_Task to carry out_:
Return the records word for word. Any pictures in them are not part of the copy.

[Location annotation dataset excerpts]
►
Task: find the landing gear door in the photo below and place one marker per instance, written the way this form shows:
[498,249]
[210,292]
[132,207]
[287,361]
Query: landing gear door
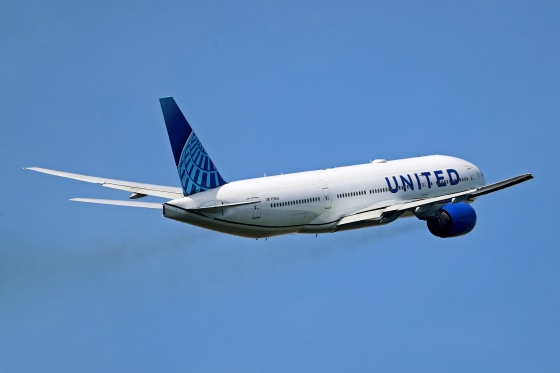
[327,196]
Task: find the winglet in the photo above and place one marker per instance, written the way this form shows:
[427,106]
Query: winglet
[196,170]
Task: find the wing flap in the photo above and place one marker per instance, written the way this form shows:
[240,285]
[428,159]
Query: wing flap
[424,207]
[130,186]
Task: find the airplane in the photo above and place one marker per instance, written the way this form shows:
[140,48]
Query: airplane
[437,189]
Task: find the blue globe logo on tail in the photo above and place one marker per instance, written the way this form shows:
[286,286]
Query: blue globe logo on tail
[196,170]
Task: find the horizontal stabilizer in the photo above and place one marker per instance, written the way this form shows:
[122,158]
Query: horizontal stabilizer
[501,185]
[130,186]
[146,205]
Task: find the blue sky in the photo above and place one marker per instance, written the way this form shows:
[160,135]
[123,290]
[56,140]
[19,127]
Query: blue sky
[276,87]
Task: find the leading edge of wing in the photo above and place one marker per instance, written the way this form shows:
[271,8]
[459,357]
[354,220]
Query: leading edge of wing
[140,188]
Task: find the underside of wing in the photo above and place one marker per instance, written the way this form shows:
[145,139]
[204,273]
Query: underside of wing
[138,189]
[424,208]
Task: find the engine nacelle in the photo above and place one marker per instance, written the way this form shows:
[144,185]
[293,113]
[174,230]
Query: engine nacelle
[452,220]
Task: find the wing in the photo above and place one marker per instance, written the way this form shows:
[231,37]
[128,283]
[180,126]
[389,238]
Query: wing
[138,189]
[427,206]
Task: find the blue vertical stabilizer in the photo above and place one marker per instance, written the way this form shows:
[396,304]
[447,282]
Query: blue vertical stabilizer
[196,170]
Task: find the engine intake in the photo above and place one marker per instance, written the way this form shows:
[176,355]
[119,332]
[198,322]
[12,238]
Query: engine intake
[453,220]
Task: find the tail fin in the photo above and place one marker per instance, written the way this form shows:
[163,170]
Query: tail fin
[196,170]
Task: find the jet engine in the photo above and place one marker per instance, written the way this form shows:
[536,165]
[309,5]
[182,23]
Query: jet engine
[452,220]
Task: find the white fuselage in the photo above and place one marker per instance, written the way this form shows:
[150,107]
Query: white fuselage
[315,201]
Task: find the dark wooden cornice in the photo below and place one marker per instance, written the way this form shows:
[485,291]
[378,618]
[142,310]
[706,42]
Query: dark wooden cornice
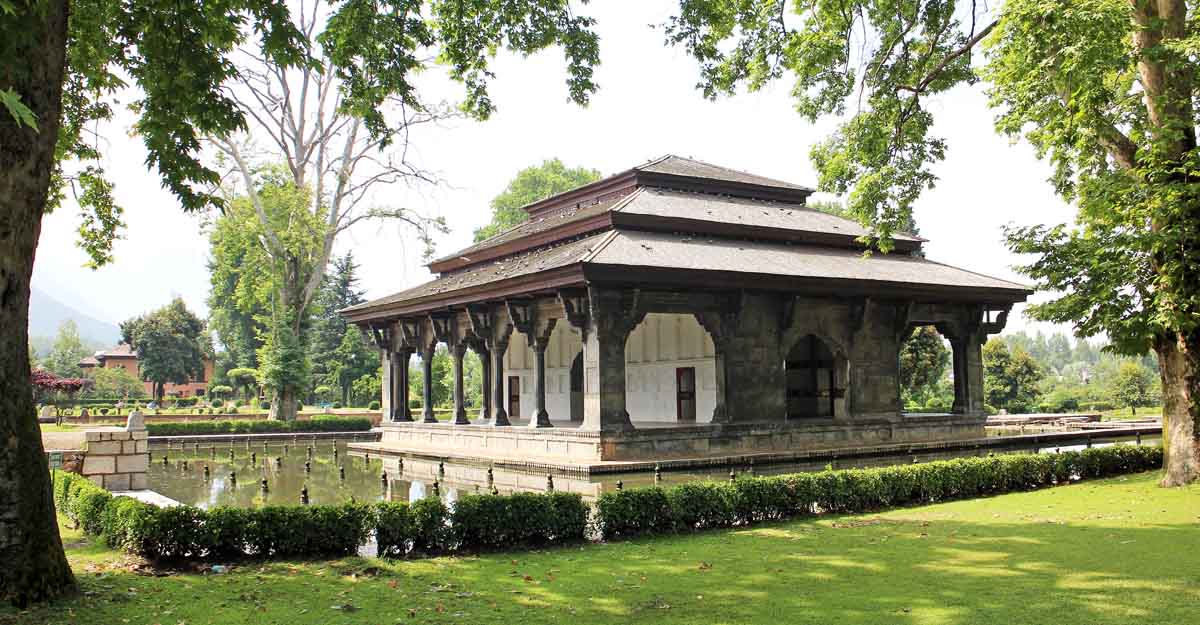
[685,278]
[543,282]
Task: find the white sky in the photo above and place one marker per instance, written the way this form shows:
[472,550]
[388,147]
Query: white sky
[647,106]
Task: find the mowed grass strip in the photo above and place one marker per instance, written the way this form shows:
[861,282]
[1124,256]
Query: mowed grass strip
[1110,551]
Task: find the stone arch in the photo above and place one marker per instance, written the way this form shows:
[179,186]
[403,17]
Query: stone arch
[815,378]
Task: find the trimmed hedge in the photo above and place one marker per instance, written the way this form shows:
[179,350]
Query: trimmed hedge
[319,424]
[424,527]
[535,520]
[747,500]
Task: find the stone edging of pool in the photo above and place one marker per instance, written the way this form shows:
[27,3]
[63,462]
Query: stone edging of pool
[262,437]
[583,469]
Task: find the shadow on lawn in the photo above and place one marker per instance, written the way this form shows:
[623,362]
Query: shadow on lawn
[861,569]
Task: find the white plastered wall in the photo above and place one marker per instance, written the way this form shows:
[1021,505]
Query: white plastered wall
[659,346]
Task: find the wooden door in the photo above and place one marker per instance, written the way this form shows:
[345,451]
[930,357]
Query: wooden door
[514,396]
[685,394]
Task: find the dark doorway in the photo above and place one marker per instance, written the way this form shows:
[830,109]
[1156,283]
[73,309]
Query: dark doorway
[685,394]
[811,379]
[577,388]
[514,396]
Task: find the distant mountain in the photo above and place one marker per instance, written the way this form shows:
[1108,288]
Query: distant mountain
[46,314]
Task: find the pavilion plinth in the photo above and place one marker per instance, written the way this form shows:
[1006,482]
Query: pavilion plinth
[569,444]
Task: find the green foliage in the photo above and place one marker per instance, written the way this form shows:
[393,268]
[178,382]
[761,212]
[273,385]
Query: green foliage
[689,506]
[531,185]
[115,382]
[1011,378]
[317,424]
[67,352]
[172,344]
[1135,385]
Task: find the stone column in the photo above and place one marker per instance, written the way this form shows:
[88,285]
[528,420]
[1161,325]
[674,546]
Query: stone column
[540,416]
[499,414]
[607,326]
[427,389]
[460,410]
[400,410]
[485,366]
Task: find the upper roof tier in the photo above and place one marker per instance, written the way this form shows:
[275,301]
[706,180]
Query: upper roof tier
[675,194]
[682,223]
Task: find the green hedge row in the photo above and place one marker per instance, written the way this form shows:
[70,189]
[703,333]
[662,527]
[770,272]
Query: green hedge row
◄
_Solution below_:
Task: find the landing gear door in the photo below and place one marker per instance, written the way this form shows:
[498,249]
[210,292]
[132,207]
[287,361]
Query: landing gear door
[327,196]
Task: find the winglet in the photo above and place one marker per instance, written the way this form shows:
[427,106]
Query: winglet
[196,170]
Task: find the wing flap in the photo above and place one marker per instance, written the way this form shows:
[240,285]
[428,159]
Query: wing flap
[424,207]
[130,186]
Task: find the airplane in the photo above and place one marker per instance, written the way this form shows:
[140,48]
Query: airplane
[437,189]
Task: find the blue globe logo on tail in the photo above and place one marker per instance, written the way this form shows:
[286,286]
Query: blue globe logo on tail
[196,170]
Task: find the horizontal stabilizer in the photo above and place one marker per instance, written the way this form shows:
[122,158]
Query: horizontal stabilizer
[501,185]
[130,186]
[146,205]
Task: find the blue sky in the photo above and place one marker per instance, written the way this form shows:
[160,135]
[123,290]
[56,140]
[19,127]
Query: blue sky
[276,87]
Task: find the leading edge of wing in the photo above and place one marker per instance, written the way this form shows:
[271,8]
[459,357]
[354,220]
Query: leading edge of wing
[140,188]
Task: find the underside of wing in the photo above and place one marker per instance, written the way this form shows:
[145,139]
[204,273]
Query: underside of wing
[138,189]
[424,208]
Task: find the engine nacelle in the photo above and place one marker per instance, written the way this form shows:
[144,185]
[293,113]
[174,230]
Query: engine nacelle
[452,220]
Task: find the wing in the photo above and place one marker per instance, written the way this form shows:
[231,37]
[128,283]
[180,126]
[389,238]
Query: wing
[138,189]
[427,206]
Task: find the blue vertical stabilizer in the photo above and place one marker per instance, written the way this form shows:
[396,304]
[447,282]
Query: blue vertical stabilizer
[196,170]
Task: find the engine intake in the photo above and place one marker per instance, written the way this form shows:
[176,355]
[119,332]
[198,322]
[12,238]
Query: engine intake
[453,220]
Task: find the tail fin in the photo above and place one marker per instance, written the way this form shows:
[163,170]
Query: tail fin
[196,170]
Task: find the jet engine in the photo above and place one marker per instance, written the way this form shows:
[536,165]
[309,5]
[182,23]
Query: jet engine
[452,220]
Task: find the white fuselage in the photo above and place one marker per instance, written the way this form shows:
[150,107]
Query: white fuselage
[315,201]
Task: find the dark wooden cornice in the photo below and place one marker per instance, written the way this form shows:
[485,291]
[378,618]
[142,310]
[706,42]
Query: dark wooden cornice
[685,278]
[543,282]
Task: find the white sky in the photo above and place one marker per instance, written the way this form shows:
[472,550]
[388,147]
Query: white sky
[647,106]
Task: find the mowed grass strip in the photo above and place one marker per instance, written the way this form shows:
[861,282]
[1124,256]
Query: mowed grass strip
[1110,551]
Task: find the stone arch in the photo above and place one marker per instance, written the way this form shows:
[179,186]
[403,17]
Query: stone arch
[815,378]
Task: find the trimmed hedge in the photo above and place one marker per instance, written the way this form shows:
[179,350]
Query: trimmed hedge
[319,424]
[424,527]
[535,520]
[747,500]
Task: find the stone edging of pool in the photo above and place one marker per instance, written the way this form shows:
[27,3]
[63,462]
Query: stone edging of pool
[262,437]
[583,469]
Task: find the shadow on lawn in the photo above and place one marker per instance, written the way this form shows:
[623,362]
Query: shadow on lawn
[861,569]
Task: find the white plastered wall in the photo above and place one marker per instance, written the way this form shows:
[1021,505]
Query: white plastered wall
[659,346]
Task: find the wooden door in the photo above and place one marker per instance, written the way this form shows:
[345,451]
[930,357]
Query: wooden door
[514,396]
[685,394]
Task: find the dark doorway in the photo above and place one marker per instance, written the way this form shows:
[830,109]
[1156,283]
[73,309]
Query: dark doorway
[685,394]
[811,379]
[577,388]
[514,396]
Task: find the distant mountain in the photo above and place one marker per instance, written the way this form shows:
[1108,288]
Query: distant mountain
[46,314]
Task: find the pavilion plinth in the photo above and place one marker per instance, written the way this form shows:
[1006,482]
Query: pavilion plinth
[569,444]
Task: find the green foliage in the photo above and place one marker per instance, written the way this form shows:
[393,268]
[178,382]
[761,212]
[273,385]
Query: green foliage
[689,506]
[531,185]
[115,382]
[1011,378]
[317,424]
[67,352]
[172,344]
[1135,385]
Task: find the stone column in the photo above and place one marker per instance, written the way this form shows:
[88,285]
[528,420]
[1161,325]
[674,546]
Query: stone column
[540,416]
[499,414]
[607,326]
[427,389]
[460,410]
[400,410]
[485,366]
Task: find the upper roof tier in the photo above and place one marker per instance, written the way this form shows:
[275,301]
[706,180]
Query: upper roof tier
[675,194]
[682,223]
Task: find the green hedge row in the photo above and place one marker per instance, written the way this form shows:
[70,189]
[703,333]
[662,527]
[770,272]
Query: green hedge row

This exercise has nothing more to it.